(Aim of the task) Edit the records from the line that contains "Draw the outline of every instance of the mahogany" through the line that contains "133L10 124L40 97L29": replace "mahogany cabinet" with "oak sideboard" and leave everything else unchanged. Give back only those lines.

(Records for this exercise)

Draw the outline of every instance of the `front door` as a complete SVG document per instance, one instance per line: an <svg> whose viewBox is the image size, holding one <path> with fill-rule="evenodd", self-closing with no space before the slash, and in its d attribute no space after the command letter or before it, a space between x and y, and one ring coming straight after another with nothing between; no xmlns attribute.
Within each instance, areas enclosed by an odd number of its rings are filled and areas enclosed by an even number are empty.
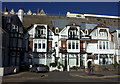
<svg viewBox="0 0 120 84"><path fill-rule="evenodd" d="M105 64L105 58L103 58L103 64Z"/></svg>

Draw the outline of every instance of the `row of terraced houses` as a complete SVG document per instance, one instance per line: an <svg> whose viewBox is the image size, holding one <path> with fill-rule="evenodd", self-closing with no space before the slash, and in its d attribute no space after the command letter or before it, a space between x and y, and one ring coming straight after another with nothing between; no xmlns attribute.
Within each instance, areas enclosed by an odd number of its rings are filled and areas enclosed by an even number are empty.
<svg viewBox="0 0 120 84"><path fill-rule="evenodd" d="M6 58L6 62L8 58L10 62L2 65L3 67L20 66L24 60L29 65L50 66L50 63L60 63L69 71L74 66L88 68L91 64L108 65L120 62L120 30L110 32L109 27L100 23L93 29L82 29L75 21L70 21L63 28L51 28L49 24L36 23L24 29L23 16L23 9L20 9L18 16L10 15L6 18L8 23L4 22L7 23L5 28L11 30L8 33L11 43L10 56ZM14 47L15 42L19 44L17 48Z"/></svg>

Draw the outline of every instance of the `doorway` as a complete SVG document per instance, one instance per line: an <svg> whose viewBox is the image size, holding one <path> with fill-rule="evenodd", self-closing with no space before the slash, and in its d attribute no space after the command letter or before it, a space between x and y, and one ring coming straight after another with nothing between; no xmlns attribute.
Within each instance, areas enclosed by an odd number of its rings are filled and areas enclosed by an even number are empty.
<svg viewBox="0 0 120 84"><path fill-rule="evenodd" d="M91 68L91 61L88 61L88 68L90 69Z"/></svg>

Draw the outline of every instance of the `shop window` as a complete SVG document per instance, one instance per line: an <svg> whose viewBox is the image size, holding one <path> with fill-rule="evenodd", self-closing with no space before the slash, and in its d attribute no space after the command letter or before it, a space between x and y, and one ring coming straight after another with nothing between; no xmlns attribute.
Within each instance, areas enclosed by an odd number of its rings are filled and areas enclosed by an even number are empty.
<svg viewBox="0 0 120 84"><path fill-rule="evenodd" d="M72 42L72 49L75 49L75 42Z"/></svg>
<svg viewBox="0 0 120 84"><path fill-rule="evenodd" d="M76 43L76 49L78 49L78 42Z"/></svg>
<svg viewBox="0 0 120 84"><path fill-rule="evenodd" d="M94 55L94 60L98 60L98 55L97 54Z"/></svg>
<svg viewBox="0 0 120 84"><path fill-rule="evenodd" d="M68 41L68 49L71 49L71 42Z"/></svg>
<svg viewBox="0 0 120 84"><path fill-rule="evenodd" d="M45 43L43 43L43 49L45 49Z"/></svg>

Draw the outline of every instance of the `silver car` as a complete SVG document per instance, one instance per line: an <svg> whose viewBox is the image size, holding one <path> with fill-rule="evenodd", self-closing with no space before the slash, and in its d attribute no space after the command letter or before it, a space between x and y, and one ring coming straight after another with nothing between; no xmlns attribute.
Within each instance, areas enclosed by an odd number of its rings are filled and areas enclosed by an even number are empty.
<svg viewBox="0 0 120 84"><path fill-rule="evenodd" d="M32 68L30 68L31 72L48 72L49 67L44 64L35 64Z"/></svg>

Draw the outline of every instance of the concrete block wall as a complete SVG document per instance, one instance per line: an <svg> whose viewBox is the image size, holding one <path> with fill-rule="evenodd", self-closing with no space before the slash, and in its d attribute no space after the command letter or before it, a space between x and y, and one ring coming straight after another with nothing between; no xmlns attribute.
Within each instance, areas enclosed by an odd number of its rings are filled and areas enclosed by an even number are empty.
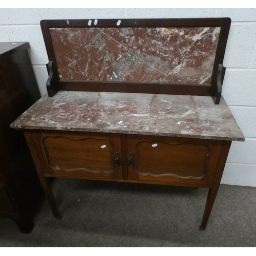
<svg viewBox="0 0 256 256"><path fill-rule="evenodd" d="M222 183L256 187L256 9L0 9L0 41L28 41L41 94L48 62L39 23L47 19L229 17L223 95L246 137L233 142Z"/></svg>

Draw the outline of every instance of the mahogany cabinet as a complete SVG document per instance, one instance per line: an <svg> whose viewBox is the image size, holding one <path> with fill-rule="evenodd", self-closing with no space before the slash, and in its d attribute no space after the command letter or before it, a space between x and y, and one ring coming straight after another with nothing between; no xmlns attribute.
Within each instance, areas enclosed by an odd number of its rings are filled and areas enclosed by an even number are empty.
<svg viewBox="0 0 256 256"><path fill-rule="evenodd" d="M231 142L245 139L221 95L230 23L41 22L48 94L11 126L55 217L52 177L186 186L209 189L205 228Z"/></svg>
<svg viewBox="0 0 256 256"><path fill-rule="evenodd" d="M23 133L10 124L40 97L29 48L0 42L0 217L26 233L34 227L41 188Z"/></svg>

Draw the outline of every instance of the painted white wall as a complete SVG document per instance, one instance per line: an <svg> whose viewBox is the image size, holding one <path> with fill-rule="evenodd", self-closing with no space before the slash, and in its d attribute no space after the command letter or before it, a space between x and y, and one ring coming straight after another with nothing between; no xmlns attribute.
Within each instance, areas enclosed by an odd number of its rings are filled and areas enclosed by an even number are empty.
<svg viewBox="0 0 256 256"><path fill-rule="evenodd" d="M232 142L222 183L256 187L256 9L0 9L0 41L28 41L42 95L48 62L39 23L48 19L229 17L223 95L246 140Z"/></svg>

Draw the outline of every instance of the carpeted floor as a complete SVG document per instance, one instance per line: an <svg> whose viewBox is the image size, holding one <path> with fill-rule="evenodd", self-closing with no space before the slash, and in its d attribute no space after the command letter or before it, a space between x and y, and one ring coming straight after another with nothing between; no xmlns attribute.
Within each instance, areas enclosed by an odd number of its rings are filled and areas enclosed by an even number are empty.
<svg viewBox="0 0 256 256"><path fill-rule="evenodd" d="M0 247L255 247L256 187L221 185L206 229L207 189L56 179L29 234L0 219Z"/></svg>

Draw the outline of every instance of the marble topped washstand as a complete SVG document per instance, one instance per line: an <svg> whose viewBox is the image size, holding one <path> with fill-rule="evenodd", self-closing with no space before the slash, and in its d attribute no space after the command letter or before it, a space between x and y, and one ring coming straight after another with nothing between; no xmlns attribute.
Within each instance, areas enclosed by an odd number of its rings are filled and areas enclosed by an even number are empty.
<svg viewBox="0 0 256 256"><path fill-rule="evenodd" d="M49 179L209 189L205 228L232 141L221 96L231 20L42 20L48 95L22 130L55 216ZM64 192L63 192L64 193Z"/></svg>

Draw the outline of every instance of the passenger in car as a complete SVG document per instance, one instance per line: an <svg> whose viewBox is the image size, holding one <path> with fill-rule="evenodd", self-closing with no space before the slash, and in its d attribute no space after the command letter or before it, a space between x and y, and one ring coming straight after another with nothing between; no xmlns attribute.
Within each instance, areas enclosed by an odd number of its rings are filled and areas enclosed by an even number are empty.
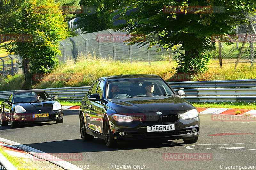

(Response)
Draw the outline of every instance of the oak sideboard as a complete SVG document per instance, one instance per line: an <svg> whose viewBox is the image size, holding one <path> with fill-rule="evenodd", self-closing with no space before the slash, and in its d attribute no space after the command letter or before it, a space between x and y, and one ring coming straight after another with nothing between; no xmlns attribute.
Within each instance, areas enclosed by an odd number of its rings are filled and areas enclosed by an even number are empty.
<svg viewBox="0 0 256 256"><path fill-rule="evenodd" d="M231 142L245 139L221 95L230 23L41 22L48 94L11 126L55 217L52 177L186 186L209 189L205 228Z"/></svg>
<svg viewBox="0 0 256 256"><path fill-rule="evenodd" d="M23 133L10 124L40 97L29 48L0 42L0 217L26 233L34 227L41 188Z"/></svg>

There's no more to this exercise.